**Short exercise:** Return every line of the dataset records below that contains the word "white". Copy each such line in full.

Dataset records
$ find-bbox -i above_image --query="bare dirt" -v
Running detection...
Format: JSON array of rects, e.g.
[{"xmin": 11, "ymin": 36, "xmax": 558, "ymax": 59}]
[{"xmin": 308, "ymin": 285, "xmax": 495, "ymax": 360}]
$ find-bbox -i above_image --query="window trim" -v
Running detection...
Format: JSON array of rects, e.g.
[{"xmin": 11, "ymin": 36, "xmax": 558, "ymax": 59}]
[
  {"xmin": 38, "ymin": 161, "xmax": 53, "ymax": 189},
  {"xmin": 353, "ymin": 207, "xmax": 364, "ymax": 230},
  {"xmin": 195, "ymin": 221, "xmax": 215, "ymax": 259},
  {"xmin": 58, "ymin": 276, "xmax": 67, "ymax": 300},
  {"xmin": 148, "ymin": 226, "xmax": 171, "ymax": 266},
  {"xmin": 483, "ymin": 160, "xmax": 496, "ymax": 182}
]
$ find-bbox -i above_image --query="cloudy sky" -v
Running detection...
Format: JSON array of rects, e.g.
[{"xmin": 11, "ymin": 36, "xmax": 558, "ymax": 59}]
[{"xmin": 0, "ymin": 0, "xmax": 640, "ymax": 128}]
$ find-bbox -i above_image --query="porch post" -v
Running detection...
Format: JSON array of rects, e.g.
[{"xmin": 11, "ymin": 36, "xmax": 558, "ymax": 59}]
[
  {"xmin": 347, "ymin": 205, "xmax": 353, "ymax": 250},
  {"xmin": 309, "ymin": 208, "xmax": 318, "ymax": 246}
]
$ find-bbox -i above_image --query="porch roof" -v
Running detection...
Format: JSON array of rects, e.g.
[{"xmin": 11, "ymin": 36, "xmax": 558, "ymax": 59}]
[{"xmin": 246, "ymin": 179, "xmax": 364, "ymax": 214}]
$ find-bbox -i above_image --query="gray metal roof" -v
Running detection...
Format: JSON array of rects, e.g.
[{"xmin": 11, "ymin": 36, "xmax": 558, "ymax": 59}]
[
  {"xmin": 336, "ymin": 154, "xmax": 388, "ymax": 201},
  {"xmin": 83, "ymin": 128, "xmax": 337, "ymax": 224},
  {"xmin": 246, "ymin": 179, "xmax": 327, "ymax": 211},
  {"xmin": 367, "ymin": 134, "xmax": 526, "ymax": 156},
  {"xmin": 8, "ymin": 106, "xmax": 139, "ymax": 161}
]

==

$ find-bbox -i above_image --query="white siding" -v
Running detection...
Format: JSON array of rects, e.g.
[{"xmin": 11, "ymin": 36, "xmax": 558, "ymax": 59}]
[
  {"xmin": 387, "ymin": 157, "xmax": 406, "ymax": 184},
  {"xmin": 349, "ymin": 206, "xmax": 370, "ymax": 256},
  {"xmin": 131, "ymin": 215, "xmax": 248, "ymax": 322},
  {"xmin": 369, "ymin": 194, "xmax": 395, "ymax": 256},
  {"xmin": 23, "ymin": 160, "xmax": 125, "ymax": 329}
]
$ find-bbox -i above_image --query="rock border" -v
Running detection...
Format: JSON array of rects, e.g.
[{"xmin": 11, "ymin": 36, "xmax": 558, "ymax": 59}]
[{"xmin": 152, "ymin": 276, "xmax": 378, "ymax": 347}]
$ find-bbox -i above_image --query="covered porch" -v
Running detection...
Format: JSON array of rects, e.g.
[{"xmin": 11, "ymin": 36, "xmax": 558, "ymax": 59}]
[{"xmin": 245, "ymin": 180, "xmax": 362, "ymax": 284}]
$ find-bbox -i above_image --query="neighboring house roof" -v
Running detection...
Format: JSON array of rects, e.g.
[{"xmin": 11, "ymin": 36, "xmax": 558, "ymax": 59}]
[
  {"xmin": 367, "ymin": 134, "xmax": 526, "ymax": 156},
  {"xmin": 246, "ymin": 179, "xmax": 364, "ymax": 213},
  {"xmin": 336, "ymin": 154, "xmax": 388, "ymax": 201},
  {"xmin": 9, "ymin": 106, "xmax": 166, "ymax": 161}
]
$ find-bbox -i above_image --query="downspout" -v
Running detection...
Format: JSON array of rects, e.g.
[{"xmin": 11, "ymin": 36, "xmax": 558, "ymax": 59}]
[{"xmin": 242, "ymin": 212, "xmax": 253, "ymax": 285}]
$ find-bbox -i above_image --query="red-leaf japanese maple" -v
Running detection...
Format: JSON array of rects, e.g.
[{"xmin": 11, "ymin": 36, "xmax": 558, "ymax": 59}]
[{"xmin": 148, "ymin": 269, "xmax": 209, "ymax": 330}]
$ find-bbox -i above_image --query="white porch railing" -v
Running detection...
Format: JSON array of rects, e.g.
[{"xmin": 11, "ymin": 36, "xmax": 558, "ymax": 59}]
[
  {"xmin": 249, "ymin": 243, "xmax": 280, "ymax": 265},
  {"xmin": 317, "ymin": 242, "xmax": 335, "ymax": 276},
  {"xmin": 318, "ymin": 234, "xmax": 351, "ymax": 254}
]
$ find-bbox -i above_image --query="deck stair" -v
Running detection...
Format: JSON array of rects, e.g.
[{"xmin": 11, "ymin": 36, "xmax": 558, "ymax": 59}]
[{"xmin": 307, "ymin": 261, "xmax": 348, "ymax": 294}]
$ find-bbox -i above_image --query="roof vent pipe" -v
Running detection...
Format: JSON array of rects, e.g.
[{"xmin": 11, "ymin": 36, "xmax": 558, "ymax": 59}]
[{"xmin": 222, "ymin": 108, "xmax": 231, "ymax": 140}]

**Full output:**
$ find-bbox -i above_image --query="white siding" -v
$ find-bbox -i above_image --query="white porch railing" -v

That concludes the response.